• GIVEN PASSAGE:

◇ ◇ ◇ ◇

While on the Luce, I found the most valuable lessons about human behavior in the built environment occurred through the act of noticing. As an aspiring urban planner and researcher, my professor at the University of Seoul (UOS)’s Community and Urban Design Lab advised me that the only way to gather a rigorous understanding of the relationship between public life and the material development of a city was to experience it for myself. His advice not only re-framed my understanding of my work but also as a city dweller and traveler.

Given the nature of living abroad during the COVID-19 pandemic, my Luce year became neatly cut into three ninety-day increments. During these times of transition, I retreated to Thailand and Singapore, where I reflected on not only my progress in South Korea but also the social, cultural, and political differences between my placement country and others in the region. In my travels within and outside of Seoul, I remembered my professor’s advice, ruminating over what it meant to “experience” a city and observe its unique intricacies of public life.

During my first subway ride in Seoul, I quickly came to realize how important social norms were to gaining acceptance in my new home. En route from Anguk to Seongsu-dong to meet other scholars for a celebratory post-quarantine KBBQ meal, a more seasoned scholar began sharing the do’s and don’ts of subway etiquette. We should be quiet and avoid unnecessary eye contact (but bow when we do). But we should not sit in the designated pink seats for pregnant women or at the yellow ends of the aisles secured for older riders. Although these norms were not rules, they soon became second nature.

So accustomed to the formalities of public life in Seoul, I had forgotten that those norms were not applicable to public life everywhere—as I would soon realize in a cab ride from Phuket International Airport to Phuket Town in Thailand. Once in the cab, I offered my gratitude for the service, made a few remarks about the weather and delicious food, and sat back in my seat for what I expected to be a silent ride. So, when Sun pulled to the curb, bartered with the pineapple vendor for two bags of pineapple spears, and began teaching me how to dip my pineapple into the fun-dip-like salt, sugar, and spice packet included in the bag, I froze. After living in Seoul for three months, I had grown accustomed to keeping to myself around the city, leaving my conversations at “안녕하세요” (hello), “감사합니다”(thank you), and “안녕히계세요” (goodbye).

The codes of behavior deemed acceptable in Seoul versus Phuket had changed before I could even begin to recognize them. I consciously resisted every social behavior I had spent months cultivating to relax and enjoy my pineapple over a light-hearted conversation. Soon, I started to wonder what particular codes of behavior I had unconsciously accepted without challenge; it seemed that to fully “experience” a place, I had to begin to recognize how social norms created distinct methods for interpersonal connection.

I started to question why I was bowing to elders on the subway in South Korea, smiling more in Thailand (notably known as the “Land of Smiles), and standing on the opposite side of the escalator on the Singaporean MRT. In becoming more conscious of how I (as a city dweller, urban planner, and traveler) am actively shaped by the people and places I encompass, I can begin to practice agency over how I choose to show up in public life (regardless of place), creating moments for genuine connection across cultural difference.

◇ ◇ ◇ ◇

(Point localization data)
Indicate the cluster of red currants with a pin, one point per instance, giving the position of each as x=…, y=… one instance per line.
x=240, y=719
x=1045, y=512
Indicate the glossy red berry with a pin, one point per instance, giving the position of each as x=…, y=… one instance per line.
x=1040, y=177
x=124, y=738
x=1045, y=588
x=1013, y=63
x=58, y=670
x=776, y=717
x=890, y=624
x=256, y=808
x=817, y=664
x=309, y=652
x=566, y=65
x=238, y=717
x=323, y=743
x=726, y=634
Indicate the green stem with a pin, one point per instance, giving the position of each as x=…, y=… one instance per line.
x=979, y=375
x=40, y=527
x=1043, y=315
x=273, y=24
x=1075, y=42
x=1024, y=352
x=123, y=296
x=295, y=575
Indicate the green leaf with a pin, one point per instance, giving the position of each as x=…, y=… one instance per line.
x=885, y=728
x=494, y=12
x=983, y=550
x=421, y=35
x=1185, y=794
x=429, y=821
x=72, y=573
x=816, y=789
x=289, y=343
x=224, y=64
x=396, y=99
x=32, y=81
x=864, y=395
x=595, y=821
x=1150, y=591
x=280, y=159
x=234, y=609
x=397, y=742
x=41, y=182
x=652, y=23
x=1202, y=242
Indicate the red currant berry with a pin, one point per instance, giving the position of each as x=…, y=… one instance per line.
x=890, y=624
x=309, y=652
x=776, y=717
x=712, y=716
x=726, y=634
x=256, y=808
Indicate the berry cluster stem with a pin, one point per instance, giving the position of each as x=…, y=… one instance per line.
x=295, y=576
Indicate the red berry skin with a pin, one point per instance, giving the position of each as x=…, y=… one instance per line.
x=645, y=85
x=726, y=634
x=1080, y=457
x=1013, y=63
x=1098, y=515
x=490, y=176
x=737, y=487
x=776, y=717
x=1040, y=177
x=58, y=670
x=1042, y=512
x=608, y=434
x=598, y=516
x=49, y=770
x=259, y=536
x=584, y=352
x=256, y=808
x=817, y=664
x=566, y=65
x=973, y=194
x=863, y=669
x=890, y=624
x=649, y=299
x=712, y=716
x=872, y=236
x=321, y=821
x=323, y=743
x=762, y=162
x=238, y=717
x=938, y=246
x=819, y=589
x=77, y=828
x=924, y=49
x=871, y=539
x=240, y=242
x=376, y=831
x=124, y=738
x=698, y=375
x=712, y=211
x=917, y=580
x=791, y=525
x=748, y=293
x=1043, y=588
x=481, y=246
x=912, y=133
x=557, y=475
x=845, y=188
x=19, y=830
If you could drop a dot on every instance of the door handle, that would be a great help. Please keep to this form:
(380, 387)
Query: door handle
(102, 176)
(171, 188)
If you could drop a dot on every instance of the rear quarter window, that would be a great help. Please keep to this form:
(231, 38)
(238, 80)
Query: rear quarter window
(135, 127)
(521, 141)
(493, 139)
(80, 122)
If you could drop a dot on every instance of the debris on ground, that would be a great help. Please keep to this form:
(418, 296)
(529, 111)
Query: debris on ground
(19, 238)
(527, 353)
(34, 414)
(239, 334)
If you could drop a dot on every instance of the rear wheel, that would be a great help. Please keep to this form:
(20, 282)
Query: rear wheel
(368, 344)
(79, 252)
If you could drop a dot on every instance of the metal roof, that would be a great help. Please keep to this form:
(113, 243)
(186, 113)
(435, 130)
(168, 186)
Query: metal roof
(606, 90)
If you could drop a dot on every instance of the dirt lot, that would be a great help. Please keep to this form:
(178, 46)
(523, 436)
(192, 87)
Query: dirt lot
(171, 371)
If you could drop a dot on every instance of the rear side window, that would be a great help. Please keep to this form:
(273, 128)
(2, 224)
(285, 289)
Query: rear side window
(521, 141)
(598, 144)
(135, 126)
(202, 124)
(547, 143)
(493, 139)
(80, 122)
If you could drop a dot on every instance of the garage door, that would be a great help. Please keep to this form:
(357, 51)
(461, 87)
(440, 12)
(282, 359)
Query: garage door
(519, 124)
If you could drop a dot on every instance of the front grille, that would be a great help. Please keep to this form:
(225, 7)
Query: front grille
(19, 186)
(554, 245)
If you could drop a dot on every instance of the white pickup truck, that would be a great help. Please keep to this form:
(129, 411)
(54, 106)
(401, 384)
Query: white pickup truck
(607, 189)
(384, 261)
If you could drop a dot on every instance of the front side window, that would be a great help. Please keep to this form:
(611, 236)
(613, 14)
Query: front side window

◇ ◇ ◇ ◇

• PROMPT: Transcribe the part of the essay from "The codes of" to "for interpersonal connection.", copying it word for word.

• EXERCISE ANSWER:
The codes of behavior deemed acceptable in Seoul versus Phuket had changed before I could even begin to recognize them. I consciously resisted every social behavior I had spent months cultivating to relax and enjoy my pineapple over a light-hearted conversation. Soon, I started to wonder what particular codes of behavior I had unconsciously accepted without challenge; it seemed that to fully “experience” a place, I had to begin to recognize how social norms created distinct methods for interpersonal connection.